(What is being asked): Starting at the line that contains "the dry brown" in the listing below, write out every line word for word until you have written the line that contains "of the distant".

(Task data):
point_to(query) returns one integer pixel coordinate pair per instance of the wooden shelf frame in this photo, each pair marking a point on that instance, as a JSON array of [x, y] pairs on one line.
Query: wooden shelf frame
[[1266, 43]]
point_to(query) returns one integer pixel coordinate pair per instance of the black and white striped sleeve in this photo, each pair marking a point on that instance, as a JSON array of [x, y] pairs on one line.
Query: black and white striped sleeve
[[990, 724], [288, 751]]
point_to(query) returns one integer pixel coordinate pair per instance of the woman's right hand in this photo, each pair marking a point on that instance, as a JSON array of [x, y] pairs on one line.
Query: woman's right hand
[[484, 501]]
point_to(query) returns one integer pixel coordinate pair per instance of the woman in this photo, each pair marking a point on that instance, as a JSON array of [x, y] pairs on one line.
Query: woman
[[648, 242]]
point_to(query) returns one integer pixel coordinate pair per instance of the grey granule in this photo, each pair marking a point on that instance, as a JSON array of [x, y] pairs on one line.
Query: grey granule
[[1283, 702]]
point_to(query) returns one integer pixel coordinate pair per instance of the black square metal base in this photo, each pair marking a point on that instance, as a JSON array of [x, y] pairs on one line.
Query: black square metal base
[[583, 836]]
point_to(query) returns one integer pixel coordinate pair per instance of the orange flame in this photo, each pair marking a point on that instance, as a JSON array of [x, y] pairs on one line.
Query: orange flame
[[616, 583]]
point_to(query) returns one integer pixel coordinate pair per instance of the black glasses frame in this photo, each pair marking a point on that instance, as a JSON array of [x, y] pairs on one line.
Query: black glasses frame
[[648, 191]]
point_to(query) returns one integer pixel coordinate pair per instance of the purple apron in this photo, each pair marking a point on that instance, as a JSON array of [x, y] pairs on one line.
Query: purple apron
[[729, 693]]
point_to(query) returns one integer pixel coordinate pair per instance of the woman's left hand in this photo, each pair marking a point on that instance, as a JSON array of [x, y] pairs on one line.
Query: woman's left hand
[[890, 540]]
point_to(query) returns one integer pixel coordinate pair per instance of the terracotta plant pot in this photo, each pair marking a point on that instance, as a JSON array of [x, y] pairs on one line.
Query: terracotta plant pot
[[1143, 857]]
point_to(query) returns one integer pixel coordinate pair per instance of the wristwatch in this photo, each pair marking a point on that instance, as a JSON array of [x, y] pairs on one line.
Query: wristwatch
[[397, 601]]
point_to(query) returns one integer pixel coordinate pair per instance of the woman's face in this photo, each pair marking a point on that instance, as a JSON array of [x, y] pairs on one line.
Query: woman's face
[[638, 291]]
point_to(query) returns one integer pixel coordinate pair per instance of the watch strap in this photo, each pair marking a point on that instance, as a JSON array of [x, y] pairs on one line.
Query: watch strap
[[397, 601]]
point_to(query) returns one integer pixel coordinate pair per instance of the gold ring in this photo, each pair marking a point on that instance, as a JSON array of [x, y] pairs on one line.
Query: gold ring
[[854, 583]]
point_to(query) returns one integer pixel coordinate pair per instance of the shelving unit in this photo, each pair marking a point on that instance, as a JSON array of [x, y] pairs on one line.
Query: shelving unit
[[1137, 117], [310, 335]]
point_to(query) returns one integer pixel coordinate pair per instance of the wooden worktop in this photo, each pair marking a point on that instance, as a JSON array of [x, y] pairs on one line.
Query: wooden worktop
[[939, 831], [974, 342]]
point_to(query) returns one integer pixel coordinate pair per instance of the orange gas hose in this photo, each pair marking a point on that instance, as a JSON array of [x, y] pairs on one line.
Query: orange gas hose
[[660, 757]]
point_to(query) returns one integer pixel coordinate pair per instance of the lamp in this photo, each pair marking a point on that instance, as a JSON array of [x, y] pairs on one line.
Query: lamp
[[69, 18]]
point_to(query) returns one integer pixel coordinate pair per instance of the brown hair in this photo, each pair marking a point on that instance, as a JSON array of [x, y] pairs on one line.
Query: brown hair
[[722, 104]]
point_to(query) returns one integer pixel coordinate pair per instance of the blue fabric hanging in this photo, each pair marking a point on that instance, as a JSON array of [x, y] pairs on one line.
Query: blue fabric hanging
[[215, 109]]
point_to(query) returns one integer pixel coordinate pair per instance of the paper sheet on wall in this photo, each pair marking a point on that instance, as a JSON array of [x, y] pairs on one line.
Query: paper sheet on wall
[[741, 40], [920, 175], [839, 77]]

--

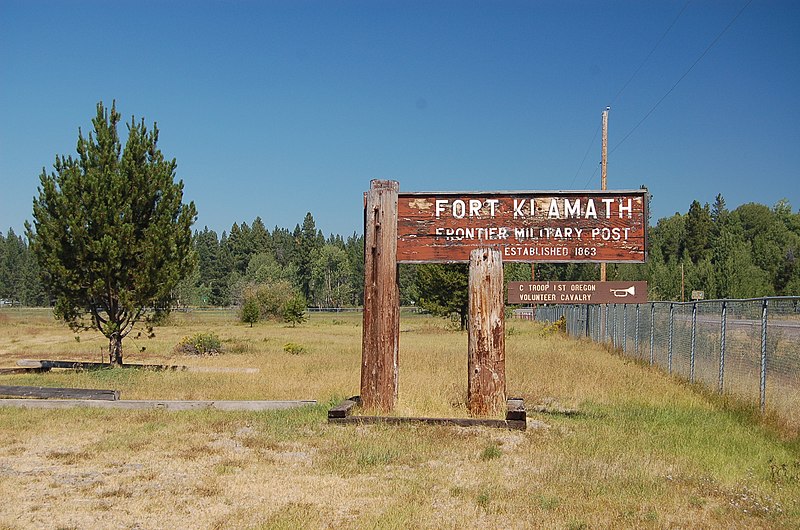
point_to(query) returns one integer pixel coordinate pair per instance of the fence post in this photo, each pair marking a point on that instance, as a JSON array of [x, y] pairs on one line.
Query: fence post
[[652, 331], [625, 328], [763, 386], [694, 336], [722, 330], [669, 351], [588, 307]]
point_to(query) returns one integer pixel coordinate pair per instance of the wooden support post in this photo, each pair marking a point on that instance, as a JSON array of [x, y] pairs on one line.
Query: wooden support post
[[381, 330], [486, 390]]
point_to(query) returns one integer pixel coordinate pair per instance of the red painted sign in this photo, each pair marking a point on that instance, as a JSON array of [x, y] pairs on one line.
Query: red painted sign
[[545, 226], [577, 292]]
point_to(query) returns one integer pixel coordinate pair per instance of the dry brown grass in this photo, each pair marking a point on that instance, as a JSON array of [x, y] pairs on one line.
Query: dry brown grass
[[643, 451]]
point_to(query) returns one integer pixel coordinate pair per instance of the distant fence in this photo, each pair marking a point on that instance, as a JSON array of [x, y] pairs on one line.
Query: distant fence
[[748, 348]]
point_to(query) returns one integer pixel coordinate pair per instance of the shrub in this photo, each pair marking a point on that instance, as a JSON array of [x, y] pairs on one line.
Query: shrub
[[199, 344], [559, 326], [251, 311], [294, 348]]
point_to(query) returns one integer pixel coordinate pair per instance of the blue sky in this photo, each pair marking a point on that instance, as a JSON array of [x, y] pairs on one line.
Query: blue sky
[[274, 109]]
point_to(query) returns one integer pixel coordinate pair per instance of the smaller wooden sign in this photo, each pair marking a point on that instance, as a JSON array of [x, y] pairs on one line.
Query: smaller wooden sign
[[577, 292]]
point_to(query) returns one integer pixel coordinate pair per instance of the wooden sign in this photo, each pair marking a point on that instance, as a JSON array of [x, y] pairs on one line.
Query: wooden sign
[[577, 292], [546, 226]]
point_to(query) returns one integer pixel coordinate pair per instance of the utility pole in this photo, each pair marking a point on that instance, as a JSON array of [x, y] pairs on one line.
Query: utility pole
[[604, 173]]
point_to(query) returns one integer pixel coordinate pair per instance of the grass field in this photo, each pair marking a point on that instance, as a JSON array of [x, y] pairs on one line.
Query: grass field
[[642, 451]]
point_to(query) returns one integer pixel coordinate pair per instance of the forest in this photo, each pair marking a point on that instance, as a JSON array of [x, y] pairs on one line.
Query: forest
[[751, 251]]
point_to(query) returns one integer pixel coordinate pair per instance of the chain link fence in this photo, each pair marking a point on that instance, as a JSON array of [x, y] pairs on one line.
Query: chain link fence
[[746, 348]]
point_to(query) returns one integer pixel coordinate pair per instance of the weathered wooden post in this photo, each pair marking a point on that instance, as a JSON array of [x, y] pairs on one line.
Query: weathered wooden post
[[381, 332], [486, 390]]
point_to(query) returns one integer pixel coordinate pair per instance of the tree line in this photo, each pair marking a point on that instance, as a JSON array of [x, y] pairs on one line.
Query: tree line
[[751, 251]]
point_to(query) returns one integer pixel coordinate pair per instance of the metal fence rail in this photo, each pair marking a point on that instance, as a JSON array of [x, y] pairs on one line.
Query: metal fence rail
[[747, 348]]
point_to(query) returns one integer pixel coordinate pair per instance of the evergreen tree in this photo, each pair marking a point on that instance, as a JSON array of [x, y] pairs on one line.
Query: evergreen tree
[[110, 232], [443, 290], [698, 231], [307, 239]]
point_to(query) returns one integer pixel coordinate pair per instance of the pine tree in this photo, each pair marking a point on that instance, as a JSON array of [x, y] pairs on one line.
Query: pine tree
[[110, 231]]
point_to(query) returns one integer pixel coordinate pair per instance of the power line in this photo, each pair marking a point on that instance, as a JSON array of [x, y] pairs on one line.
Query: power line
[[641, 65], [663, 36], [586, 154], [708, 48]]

---

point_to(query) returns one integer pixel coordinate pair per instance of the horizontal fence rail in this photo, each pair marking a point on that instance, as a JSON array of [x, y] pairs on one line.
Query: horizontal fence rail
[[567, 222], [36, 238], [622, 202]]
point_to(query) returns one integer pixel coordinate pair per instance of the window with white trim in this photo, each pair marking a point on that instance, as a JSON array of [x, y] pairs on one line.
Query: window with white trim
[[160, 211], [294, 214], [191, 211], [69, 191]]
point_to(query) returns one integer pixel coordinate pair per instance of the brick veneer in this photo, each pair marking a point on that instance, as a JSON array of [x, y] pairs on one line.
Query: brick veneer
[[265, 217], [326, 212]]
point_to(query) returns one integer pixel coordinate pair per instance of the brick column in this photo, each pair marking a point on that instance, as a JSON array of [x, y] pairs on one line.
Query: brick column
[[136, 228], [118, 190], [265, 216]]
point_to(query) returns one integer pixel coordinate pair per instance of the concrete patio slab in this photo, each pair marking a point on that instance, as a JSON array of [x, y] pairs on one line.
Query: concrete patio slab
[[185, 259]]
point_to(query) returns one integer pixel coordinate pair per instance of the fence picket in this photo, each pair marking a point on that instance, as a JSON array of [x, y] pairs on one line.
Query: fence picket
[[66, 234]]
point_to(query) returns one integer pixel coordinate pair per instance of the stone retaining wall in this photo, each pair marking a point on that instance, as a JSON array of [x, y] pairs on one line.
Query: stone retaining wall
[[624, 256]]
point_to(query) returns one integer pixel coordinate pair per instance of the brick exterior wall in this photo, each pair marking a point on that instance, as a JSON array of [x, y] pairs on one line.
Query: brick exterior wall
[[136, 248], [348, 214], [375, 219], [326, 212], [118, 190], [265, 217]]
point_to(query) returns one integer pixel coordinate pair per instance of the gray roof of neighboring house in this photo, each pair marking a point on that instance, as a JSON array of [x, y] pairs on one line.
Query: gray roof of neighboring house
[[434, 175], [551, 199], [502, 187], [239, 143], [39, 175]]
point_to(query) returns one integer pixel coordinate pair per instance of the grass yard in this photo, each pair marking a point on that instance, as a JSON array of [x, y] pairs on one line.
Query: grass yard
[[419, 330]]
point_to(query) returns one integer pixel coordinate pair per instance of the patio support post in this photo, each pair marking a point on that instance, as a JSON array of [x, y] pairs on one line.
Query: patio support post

(Answer section):
point_to(query) returns one integer pixel coordinate pair per instance of the dry brown grass in this photo, each pair marking a point on that instance, as a JSON array of [x, y] pairs on one line.
Query: dry brown grass
[[643, 451]]
point_to(query) returns one integer pixel coordinate pair per instance of the distant fence in this photo, each pair marking a point on that instance, as a JSON array of [x, y] pairs on one line.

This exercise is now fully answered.